_Problem statement:_
Find the line containing "sprinter in blue". Return it and every line after it, unchanged, up to and including the last line.

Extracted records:
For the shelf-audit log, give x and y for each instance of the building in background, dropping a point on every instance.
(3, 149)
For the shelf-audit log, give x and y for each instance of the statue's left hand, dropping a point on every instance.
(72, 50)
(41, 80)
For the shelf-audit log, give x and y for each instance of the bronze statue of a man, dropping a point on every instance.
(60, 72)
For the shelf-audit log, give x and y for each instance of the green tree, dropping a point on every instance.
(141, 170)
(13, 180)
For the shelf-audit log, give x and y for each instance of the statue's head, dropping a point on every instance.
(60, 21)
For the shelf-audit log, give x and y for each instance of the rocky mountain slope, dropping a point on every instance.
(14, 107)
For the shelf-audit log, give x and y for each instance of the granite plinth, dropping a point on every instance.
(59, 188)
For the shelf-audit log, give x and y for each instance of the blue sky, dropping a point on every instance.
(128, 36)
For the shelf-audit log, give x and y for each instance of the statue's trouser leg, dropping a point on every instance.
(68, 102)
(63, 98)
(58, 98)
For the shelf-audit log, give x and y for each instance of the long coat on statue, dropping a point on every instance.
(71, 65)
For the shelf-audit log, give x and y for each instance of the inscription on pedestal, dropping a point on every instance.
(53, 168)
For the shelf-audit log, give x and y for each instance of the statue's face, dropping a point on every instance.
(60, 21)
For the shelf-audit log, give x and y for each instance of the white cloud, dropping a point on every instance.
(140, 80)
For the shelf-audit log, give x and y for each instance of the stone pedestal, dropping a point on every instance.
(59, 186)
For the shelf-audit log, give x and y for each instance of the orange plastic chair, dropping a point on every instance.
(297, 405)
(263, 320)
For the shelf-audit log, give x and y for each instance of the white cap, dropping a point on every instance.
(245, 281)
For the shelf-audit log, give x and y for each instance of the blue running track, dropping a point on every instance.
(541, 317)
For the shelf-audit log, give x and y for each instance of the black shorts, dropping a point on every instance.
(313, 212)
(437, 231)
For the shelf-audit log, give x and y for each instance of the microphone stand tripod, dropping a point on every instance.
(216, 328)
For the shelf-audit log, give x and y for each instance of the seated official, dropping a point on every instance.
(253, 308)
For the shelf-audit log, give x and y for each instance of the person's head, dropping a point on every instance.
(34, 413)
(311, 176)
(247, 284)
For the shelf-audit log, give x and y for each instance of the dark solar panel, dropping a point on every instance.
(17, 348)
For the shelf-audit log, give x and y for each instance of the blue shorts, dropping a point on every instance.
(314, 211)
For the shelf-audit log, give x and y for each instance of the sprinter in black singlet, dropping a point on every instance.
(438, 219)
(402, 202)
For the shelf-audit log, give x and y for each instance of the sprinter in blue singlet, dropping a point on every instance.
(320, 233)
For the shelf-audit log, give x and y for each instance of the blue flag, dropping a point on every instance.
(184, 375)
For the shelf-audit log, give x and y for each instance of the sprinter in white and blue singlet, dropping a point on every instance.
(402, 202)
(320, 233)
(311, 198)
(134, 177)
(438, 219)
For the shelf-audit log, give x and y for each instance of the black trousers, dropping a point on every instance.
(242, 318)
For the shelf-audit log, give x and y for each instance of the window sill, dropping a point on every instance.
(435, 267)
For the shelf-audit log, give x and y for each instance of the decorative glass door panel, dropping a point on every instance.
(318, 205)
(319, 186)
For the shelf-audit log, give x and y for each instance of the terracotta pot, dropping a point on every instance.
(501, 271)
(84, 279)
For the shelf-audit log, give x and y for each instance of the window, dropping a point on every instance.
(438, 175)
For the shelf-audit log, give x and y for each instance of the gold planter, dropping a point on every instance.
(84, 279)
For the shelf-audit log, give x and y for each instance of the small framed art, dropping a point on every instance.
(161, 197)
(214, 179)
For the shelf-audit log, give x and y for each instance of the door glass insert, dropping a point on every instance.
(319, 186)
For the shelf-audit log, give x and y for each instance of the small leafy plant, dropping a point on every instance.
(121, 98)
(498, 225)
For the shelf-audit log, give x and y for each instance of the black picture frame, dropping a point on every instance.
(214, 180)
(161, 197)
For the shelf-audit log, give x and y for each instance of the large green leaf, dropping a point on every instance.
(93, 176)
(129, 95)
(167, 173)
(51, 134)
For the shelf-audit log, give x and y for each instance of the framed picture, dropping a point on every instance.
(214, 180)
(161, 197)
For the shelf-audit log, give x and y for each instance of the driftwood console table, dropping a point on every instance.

_The completed task:_
For the shelf-audit log, give x and y for each instance of the sprinter in blue singlet, dropping a point on every instance.
(320, 233)
For the shelf-audit log, give x and y for each instance of the blue flag, dropping a point on every instance.
(184, 375)
For the shelf-audit log, give x and y for each instance of the sprinter in white and blue singlet, dropping a point on every instance.
(402, 202)
(320, 233)
(311, 198)
(134, 177)
(438, 219)
For the shelf-audit log, give x and y for each instance of the black trousers, dropping a point on every instance.
(242, 318)
For the shelf-audit log, give x and y for each instance of the window sill, dropping a point on every instance.
(435, 267)
For the shelf-audit log, give x and y for each instance of the decorative glass door panel, dropping a point on every instance.
(318, 205)
(319, 186)
For the shelf-audit log, give x and y for each instance of the terracotta pot, dropping a point on every instance.
(501, 271)
(84, 279)
For the shelf-audit log, give x and y for each instance of the window, dropping a point on every instance.
(438, 175)
For the shelf-audit log, give x and y for each instance of the gold planter, dropping a point on every instance.
(84, 279)
For the shelf-audit log, give x and y for each instance of the small framed art, dropping a point on every instance.
(161, 197)
(214, 179)
For the shelf-audit log, give x and y for each instance of the door glass insert, dropping a point on every instance.
(319, 186)
For the shelf-audit log, give x and y for each instance of the small leafy plant, dropping a point on every instance.
(121, 98)
(498, 225)
For the shelf-audit log, give x and y for each instance of the black picture frame, dropping a point on every instance.
(214, 180)
(161, 197)
For the shelf-audit log, give x and y for each instance of the large green leaf, dropping a point on every instance.
(93, 176)
(129, 95)
(167, 173)
(51, 134)
For the shelf-audit log, give x and y for each instance of the framed picture, dropping a point on every instance.
(214, 180)
(161, 197)
For the shelf-audit log, give x and y for each instance of the driftwood console table, dropping a point on every instance.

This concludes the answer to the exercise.